_Given problem_
Pick out every line in the rows below that contains the word "water", and copy each one.

[Position annotation rows]
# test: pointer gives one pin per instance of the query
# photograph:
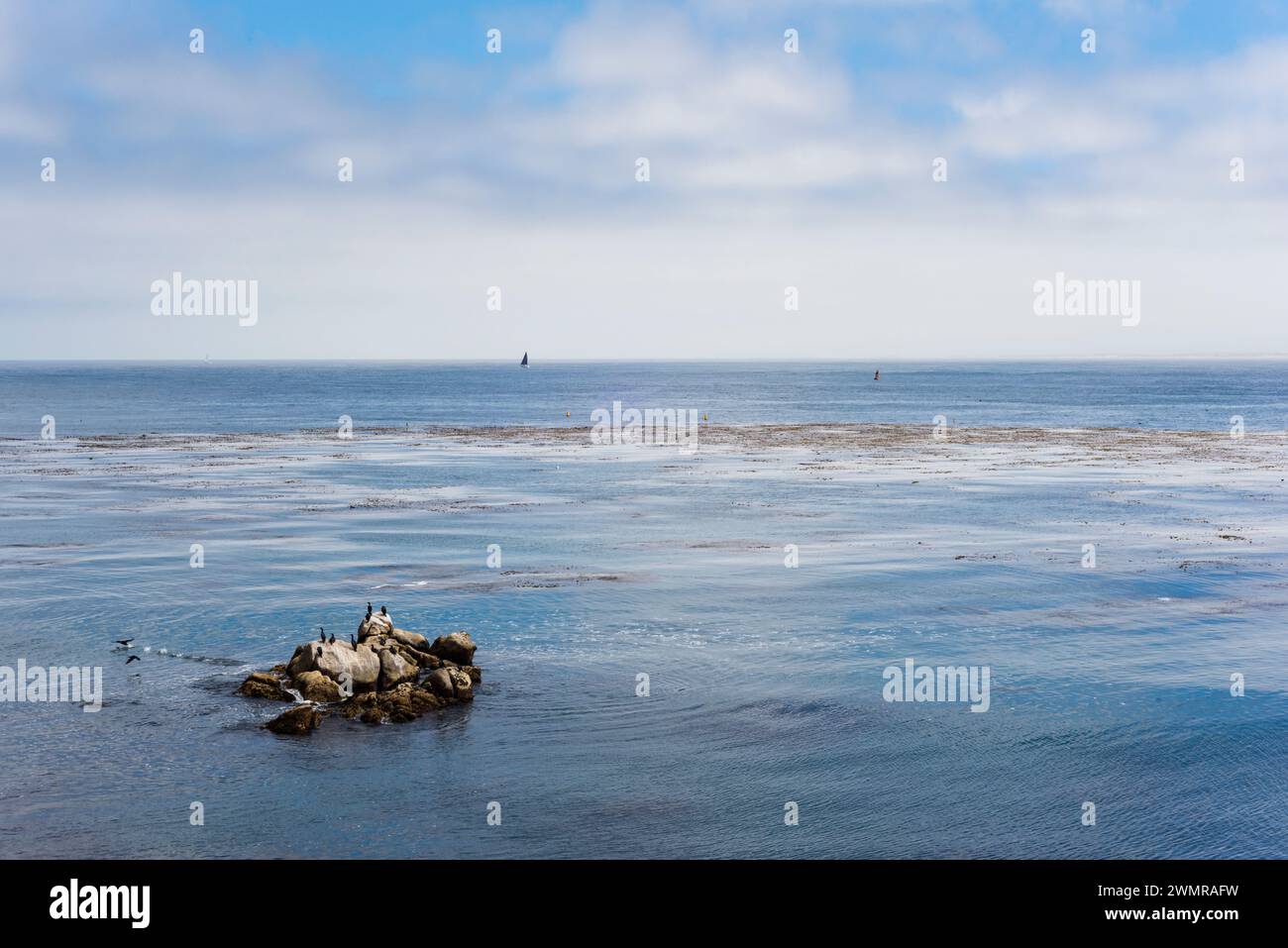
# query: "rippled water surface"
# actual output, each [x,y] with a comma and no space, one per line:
[1108,685]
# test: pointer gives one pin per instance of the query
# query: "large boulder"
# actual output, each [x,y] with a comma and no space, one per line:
[450,685]
[313,685]
[394,670]
[463,685]
[458,647]
[439,683]
[413,640]
[338,660]
[261,685]
[297,720]
[375,625]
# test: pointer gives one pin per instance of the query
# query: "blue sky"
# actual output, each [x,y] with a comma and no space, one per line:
[768,170]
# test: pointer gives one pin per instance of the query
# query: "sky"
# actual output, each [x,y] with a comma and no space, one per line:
[496,205]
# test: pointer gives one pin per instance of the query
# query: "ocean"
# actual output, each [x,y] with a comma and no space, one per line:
[1109,685]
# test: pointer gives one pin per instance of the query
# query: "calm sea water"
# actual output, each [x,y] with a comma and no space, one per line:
[103,398]
[1108,685]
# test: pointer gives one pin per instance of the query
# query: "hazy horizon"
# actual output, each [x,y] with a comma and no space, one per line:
[786,168]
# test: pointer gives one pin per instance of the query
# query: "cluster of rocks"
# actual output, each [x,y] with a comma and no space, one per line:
[386,674]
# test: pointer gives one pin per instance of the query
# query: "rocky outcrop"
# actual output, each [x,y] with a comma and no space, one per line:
[353,669]
[316,686]
[262,685]
[458,647]
[390,675]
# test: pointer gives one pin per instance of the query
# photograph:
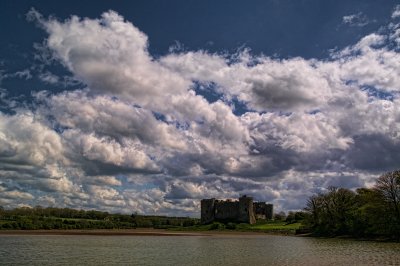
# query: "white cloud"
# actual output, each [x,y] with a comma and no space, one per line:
[358,20]
[139,136]
[396,12]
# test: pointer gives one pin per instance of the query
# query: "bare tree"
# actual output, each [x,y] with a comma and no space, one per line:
[388,186]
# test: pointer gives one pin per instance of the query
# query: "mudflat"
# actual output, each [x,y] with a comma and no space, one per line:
[128,232]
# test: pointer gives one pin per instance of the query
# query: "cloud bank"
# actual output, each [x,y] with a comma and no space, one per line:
[155,135]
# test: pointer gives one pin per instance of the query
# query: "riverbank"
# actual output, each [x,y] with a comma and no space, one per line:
[128,232]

_Expected answer_
# query: "rippled water surface"
# query: "calm sea water"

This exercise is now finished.